# Naruto!!



## Sci-fi_gEEk (Jul 20, 2004)

So who knows about Naruto??  It's my new favorite manga and anime.  I picked it up a couple months back and now I'm completly hooked.  To date I have read 226 chapters  (thats 25 volumes), watched 83 episodes, have the sound track along with the opening and closing themes, downloaded numerous wallpapers, and the list goes on.  Normaly I'm not much of a "fan" person but for some reason Naruto has turned me in to a total fanatic.

For those of you who haven't ever heard of Naruto I'll try to give a little intro to it.  The story created by Masashi Kishimoto and is featured in Shonen Jump magazine.  It follows the life of a young ninja boy Uzumaki Naruto.  Of course Naruto isn't any normal boy. When Naruto was an infant his village was threatened by the Nine Tailed Demon Fox, in order to save the village the Hokage (leader of the village) seals the demon away into baby Naruto.  Essentialy what happens is that the village people come to hate/fear Naruto and he lives a rather lonely life.  Because of this, his goal is to become the greatest ninja of all time and to become the Hokage so that the village will finally acknowledge him.

- _Stored data_:

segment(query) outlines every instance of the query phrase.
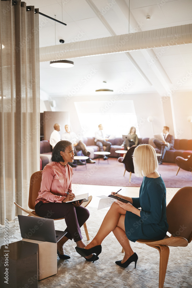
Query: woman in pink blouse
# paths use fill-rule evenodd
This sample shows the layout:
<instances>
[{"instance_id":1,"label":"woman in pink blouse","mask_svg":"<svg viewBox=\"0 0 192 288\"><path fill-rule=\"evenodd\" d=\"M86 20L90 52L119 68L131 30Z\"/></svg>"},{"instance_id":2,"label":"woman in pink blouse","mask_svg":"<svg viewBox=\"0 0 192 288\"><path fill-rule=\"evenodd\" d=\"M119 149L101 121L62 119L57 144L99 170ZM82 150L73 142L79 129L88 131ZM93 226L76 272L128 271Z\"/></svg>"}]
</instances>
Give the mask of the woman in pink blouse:
<instances>
[{"instance_id":1,"label":"woman in pink blouse","mask_svg":"<svg viewBox=\"0 0 192 288\"><path fill-rule=\"evenodd\" d=\"M66 203L75 197L71 189L73 168L67 164L73 162L73 150L69 141L60 141L55 145L52 152L52 162L42 172L41 189L35 207L35 212L41 217L47 218L49 215L52 219L64 217L67 226L65 231L67 233L57 243L58 254L63 259L70 258L64 254L63 248L63 244L69 239L73 239L78 247L85 247L80 227L89 217L87 209L80 206L82 202ZM92 261L94 255L90 256L86 259Z\"/></svg>"}]
</instances>

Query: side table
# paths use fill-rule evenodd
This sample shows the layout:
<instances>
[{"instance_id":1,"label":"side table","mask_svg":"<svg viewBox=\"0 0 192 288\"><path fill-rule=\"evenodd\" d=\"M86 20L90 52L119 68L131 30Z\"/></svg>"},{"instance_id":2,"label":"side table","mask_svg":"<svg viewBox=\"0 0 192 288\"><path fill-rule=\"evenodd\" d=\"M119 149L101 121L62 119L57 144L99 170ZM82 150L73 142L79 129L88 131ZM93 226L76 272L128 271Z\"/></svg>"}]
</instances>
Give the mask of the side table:
<instances>
[{"instance_id":1,"label":"side table","mask_svg":"<svg viewBox=\"0 0 192 288\"><path fill-rule=\"evenodd\" d=\"M74 160L86 160L89 158L87 156L74 156ZM85 161L85 167L87 169L87 165L86 164L86 161ZM76 164L75 170L77 169L77 163Z\"/></svg>"},{"instance_id":2,"label":"side table","mask_svg":"<svg viewBox=\"0 0 192 288\"><path fill-rule=\"evenodd\" d=\"M95 154L96 155L98 155L99 158L98 158L98 165L99 163L99 161L100 160L100 158L101 158L101 156L100 155L109 155L109 154L111 154L110 152L108 152L107 151L106 152L105 151L99 151L97 152L94 152L94 154ZM109 164L109 161L108 160L108 158L107 158L107 162L108 164Z\"/></svg>"}]
</instances>

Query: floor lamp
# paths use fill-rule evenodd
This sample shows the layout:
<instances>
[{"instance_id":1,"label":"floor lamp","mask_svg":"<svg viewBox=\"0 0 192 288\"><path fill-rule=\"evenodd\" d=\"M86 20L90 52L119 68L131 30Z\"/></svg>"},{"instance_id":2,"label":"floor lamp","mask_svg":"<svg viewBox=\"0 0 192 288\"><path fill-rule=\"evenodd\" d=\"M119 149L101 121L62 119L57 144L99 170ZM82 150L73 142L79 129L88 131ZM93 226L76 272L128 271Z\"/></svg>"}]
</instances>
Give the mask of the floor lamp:
<instances>
[{"instance_id":1,"label":"floor lamp","mask_svg":"<svg viewBox=\"0 0 192 288\"><path fill-rule=\"evenodd\" d=\"M187 120L189 122L191 122L191 133L192 134L192 116L188 116L187 117Z\"/></svg>"},{"instance_id":2,"label":"floor lamp","mask_svg":"<svg viewBox=\"0 0 192 288\"><path fill-rule=\"evenodd\" d=\"M154 120L154 118L153 116L149 116L149 117L147 117L147 121L148 122L151 122L151 127L152 128L153 136L154 135L154 131L153 131L153 126L152 122Z\"/></svg>"}]
</instances>

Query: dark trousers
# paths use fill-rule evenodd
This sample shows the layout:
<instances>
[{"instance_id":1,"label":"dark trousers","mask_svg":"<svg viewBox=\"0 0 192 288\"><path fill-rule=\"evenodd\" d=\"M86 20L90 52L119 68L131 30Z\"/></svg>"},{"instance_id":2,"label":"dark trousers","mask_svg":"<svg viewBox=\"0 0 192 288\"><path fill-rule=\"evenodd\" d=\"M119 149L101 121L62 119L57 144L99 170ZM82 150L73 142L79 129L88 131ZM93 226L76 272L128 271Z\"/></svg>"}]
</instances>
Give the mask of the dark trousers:
<instances>
[{"instance_id":1,"label":"dark trousers","mask_svg":"<svg viewBox=\"0 0 192 288\"><path fill-rule=\"evenodd\" d=\"M162 142L158 141L158 140L156 140L156 139L154 139L153 140L153 143L158 149L161 151L161 154L162 154L162 156L161 157L161 159L163 160L165 156L165 152L166 151L170 150L171 148L170 146L168 148L165 144L162 143Z\"/></svg>"},{"instance_id":2,"label":"dark trousers","mask_svg":"<svg viewBox=\"0 0 192 288\"><path fill-rule=\"evenodd\" d=\"M99 151L104 151L103 146L105 146L106 147L105 151L106 152L109 152L110 151L111 145L111 142L103 141L102 140L98 140L96 142L96 145L99 147Z\"/></svg>"},{"instance_id":3,"label":"dark trousers","mask_svg":"<svg viewBox=\"0 0 192 288\"><path fill-rule=\"evenodd\" d=\"M75 146L75 147L73 146L73 148L74 148L74 154L75 156L77 156L77 150L78 150L78 151L80 151L81 150L84 156L87 156L87 146L83 142L82 142L82 141L79 141L77 146ZM76 154L76 155L75 155Z\"/></svg>"},{"instance_id":4,"label":"dark trousers","mask_svg":"<svg viewBox=\"0 0 192 288\"><path fill-rule=\"evenodd\" d=\"M128 147L131 147L133 145L135 145L135 143L134 141L132 141L126 139L123 142L124 149L125 150L127 150Z\"/></svg>"},{"instance_id":5,"label":"dark trousers","mask_svg":"<svg viewBox=\"0 0 192 288\"><path fill-rule=\"evenodd\" d=\"M43 203L40 201L35 205L35 210L41 217L51 219L64 217L67 226L65 231L67 232L65 236L71 240L73 238L75 242L82 239L80 227L89 217L89 212L86 208L75 207L71 203Z\"/></svg>"}]
</instances>

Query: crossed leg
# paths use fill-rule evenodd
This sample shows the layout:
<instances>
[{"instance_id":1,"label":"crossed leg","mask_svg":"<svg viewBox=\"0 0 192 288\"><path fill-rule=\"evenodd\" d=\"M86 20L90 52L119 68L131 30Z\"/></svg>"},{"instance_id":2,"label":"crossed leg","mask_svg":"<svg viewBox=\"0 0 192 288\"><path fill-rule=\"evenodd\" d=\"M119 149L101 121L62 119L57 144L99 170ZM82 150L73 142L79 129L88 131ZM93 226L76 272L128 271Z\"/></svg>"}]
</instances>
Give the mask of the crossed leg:
<instances>
[{"instance_id":1,"label":"crossed leg","mask_svg":"<svg viewBox=\"0 0 192 288\"><path fill-rule=\"evenodd\" d=\"M121 263L124 263L134 254L126 236L125 217L126 211L115 202L113 203L107 213L96 236L85 247L86 249L101 244L105 237L111 231L124 250L125 255Z\"/></svg>"}]
</instances>

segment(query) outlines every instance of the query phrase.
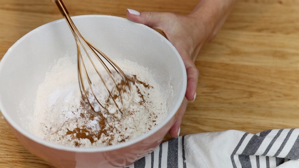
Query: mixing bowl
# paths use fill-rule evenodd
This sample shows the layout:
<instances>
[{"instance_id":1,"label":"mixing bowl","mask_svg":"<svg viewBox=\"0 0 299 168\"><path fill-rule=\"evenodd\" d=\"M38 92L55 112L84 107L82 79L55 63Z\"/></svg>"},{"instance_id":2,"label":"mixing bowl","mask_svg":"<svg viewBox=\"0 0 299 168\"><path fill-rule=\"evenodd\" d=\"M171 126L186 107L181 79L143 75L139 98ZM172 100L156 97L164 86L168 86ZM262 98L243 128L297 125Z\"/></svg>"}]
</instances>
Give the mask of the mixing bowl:
<instances>
[{"instance_id":1,"label":"mixing bowl","mask_svg":"<svg viewBox=\"0 0 299 168\"><path fill-rule=\"evenodd\" d=\"M171 78L173 95L167 100L169 108L165 119L140 137L103 147L64 146L31 133L30 128L26 126L32 120L39 85L55 61L66 55L76 54L74 37L63 19L33 30L7 51L0 62L0 109L23 145L56 166L127 166L152 151L174 123L186 91L184 63L169 41L144 25L111 16L72 18L83 36L112 59L126 59L148 68L162 87L166 87L165 84Z\"/></svg>"}]
</instances>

- _What you should do_:
Reproduce word for word the passage of the Naruto forum post above, starting with "So who knows" and going on through "a total fanatic.".

- _Written solution_:
So who knows about Naruto??  It's my new favorite manga and anime.  I picked it up a couple months back and now I'm completly hooked.  To date I have read 226 chapters  (thats 25 volumes), watched 83 episodes, have the sound track along with the opening and closing themes, downloaded numerous wallpapers, and the list goes on.  Normaly I'm not much of a "fan" person but for some reason Naruto has turned me in to a total fanatic.